─── SUPPLIED ENTRIES ───

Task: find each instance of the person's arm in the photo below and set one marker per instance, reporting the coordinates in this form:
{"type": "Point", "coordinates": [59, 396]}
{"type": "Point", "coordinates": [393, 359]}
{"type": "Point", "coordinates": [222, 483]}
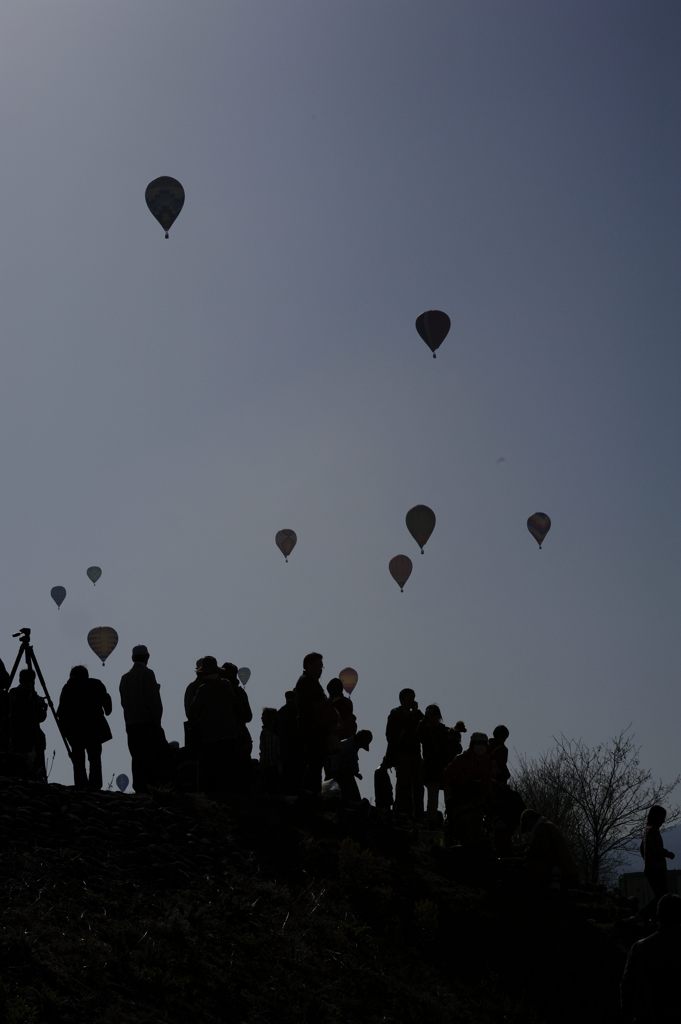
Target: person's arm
{"type": "Point", "coordinates": [105, 700]}
{"type": "Point", "coordinates": [155, 696]}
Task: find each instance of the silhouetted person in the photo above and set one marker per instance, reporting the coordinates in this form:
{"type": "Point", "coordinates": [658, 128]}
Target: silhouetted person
{"type": "Point", "coordinates": [347, 764]}
{"type": "Point", "coordinates": [287, 728]}
{"type": "Point", "coordinates": [435, 745]}
{"type": "Point", "coordinates": [654, 858]}
{"type": "Point", "coordinates": [270, 751]}
{"type": "Point", "coordinates": [317, 722]}
{"type": "Point", "coordinates": [27, 740]}
{"type": "Point", "coordinates": [468, 781]}
{"type": "Point", "coordinates": [403, 754]}
{"type": "Point", "coordinates": [548, 857]}
{"type": "Point", "coordinates": [649, 989]}
{"type": "Point", "coordinates": [343, 706]}
{"type": "Point", "coordinates": [499, 754]}
{"type": "Point", "coordinates": [5, 683]}
{"type": "Point", "coordinates": [215, 721]}
{"type": "Point", "coordinates": [142, 710]}
{"type": "Point", "coordinates": [383, 795]}
{"type": "Point", "coordinates": [244, 742]}
{"type": "Point", "coordinates": [83, 705]}
{"type": "Point", "coordinates": [455, 739]}
{"type": "Point", "coordinates": [189, 694]}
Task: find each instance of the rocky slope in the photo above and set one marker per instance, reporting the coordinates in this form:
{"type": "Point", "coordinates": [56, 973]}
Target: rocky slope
{"type": "Point", "coordinates": [171, 908]}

───

TASK GOAL >> Keep the pictures out and transcribe the entries exactly.

SOLUTION TO THIS PROBLEM >>
Task: find each instance of the person's arm in the photo below and set one marker per instance, reporting the coordinates in this form:
{"type": "Point", "coordinates": [59, 396]}
{"type": "Point", "coordinates": [393, 359]}
{"type": "Point", "coordinates": [222, 483]}
Target: person's arm
{"type": "Point", "coordinates": [105, 700]}
{"type": "Point", "coordinates": [155, 696]}
Task: find each instance of the silhouetted person in the photo above and set one marker per instance, reporting the coordinates in this form:
{"type": "Point", "coordinates": [658, 128]}
Target: silhouetted person
{"type": "Point", "coordinates": [347, 764]}
{"type": "Point", "coordinates": [287, 728]}
{"type": "Point", "coordinates": [435, 745]}
{"type": "Point", "coordinates": [654, 858]}
{"type": "Point", "coordinates": [270, 751]}
{"type": "Point", "coordinates": [317, 722]}
{"type": "Point", "coordinates": [27, 740]}
{"type": "Point", "coordinates": [468, 781]}
{"type": "Point", "coordinates": [403, 754]}
{"type": "Point", "coordinates": [548, 857]}
{"type": "Point", "coordinates": [649, 989]}
{"type": "Point", "coordinates": [343, 706]}
{"type": "Point", "coordinates": [499, 754]}
{"type": "Point", "coordinates": [5, 683]}
{"type": "Point", "coordinates": [215, 721]}
{"type": "Point", "coordinates": [142, 710]}
{"type": "Point", "coordinates": [383, 795]}
{"type": "Point", "coordinates": [244, 742]}
{"type": "Point", "coordinates": [83, 705]}
{"type": "Point", "coordinates": [455, 739]}
{"type": "Point", "coordinates": [189, 694]}
Task: find each instance of the rocky slope in the photo above and set one marker per instance, reporting the coordinates in this form:
{"type": "Point", "coordinates": [56, 973]}
Target: rocky slope
{"type": "Point", "coordinates": [171, 908]}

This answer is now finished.